Provided text

* * * * * * * * *

A smartphone will work if within cell phone range, but you pay for this but also need an electronic microscope to read the screen. Where you get a large picture with a tablet, but no data.

We are on a family share data plan limited to 10 GB per month, our daughter gets 9.9 GB, wife about a 1 MB, but I am only entitled to use 1 KB per month, so I have to make sure I am within WiFi range.


----------



## brian v (Dec 25, 2011)

Hey guys BAFX makes a wifi scanner also !


----------



## corvairbob (Dec 17, 2012)

thanks but my tablets do have bluetooth. i'm just thinking i got taken on both the devices. then i got ahold of obd2007 and the trial version of the program from the maker or a salesman last night and he sent me the software and the key and the scanner failed so i think that scanner is junk. i will just get the scanner and software from him and then i should have a complete unit that works.. thanks


----------



## spaycace (Feb 9, 2012)

Nick D
Sounds like you need to cut the daughter off at about 9 GB ... so you and your wife can share that last gig of data. I have a shared data plan with 30 GB of data shared by 5 people using 7 devices. My still living at home, jobless, leaching off us, 20-year old step-son regularly use 20+ gig of the shared plan ... and if he can't pay for it (which is hard to do without a job) he gets cut off after 8 gigs of data use. I figure if I'm the one paying for it, I'll get to have the capability to use my fair share from the bucket-o-data.

* * * * * * * * *

In the forum thread, how much data does spaycace's shared plan include, and how many people share it? The lines that follow have no connection to the forum thread.

Supplied data

* * * * * * * * *

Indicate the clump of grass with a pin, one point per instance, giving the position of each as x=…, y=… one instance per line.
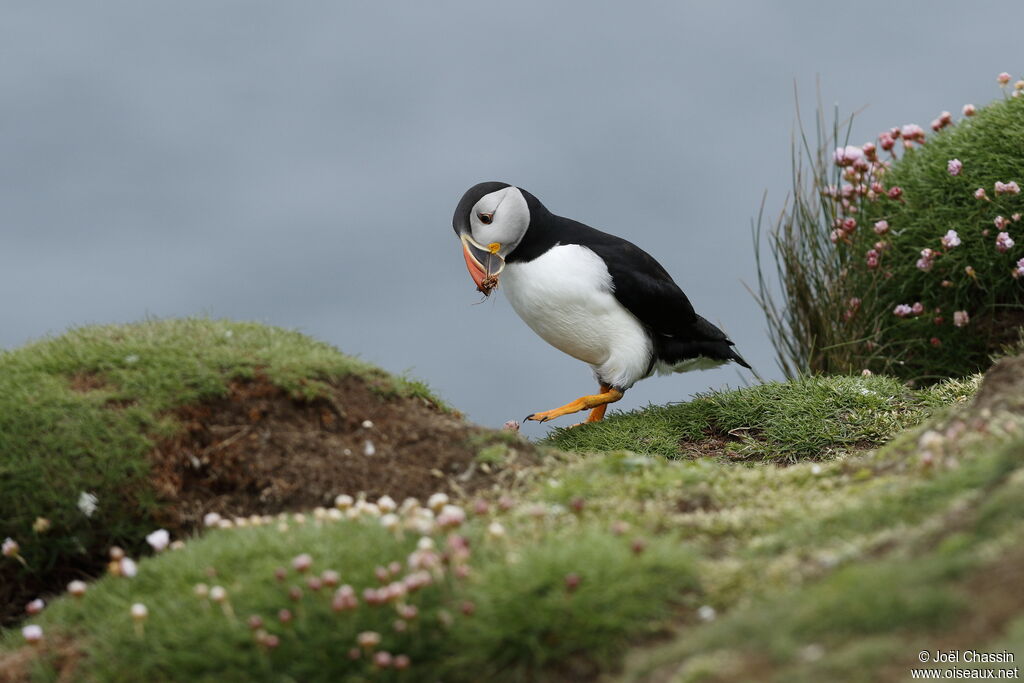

* * * * * * * * *

Solution
30 GB, shared by 5 people.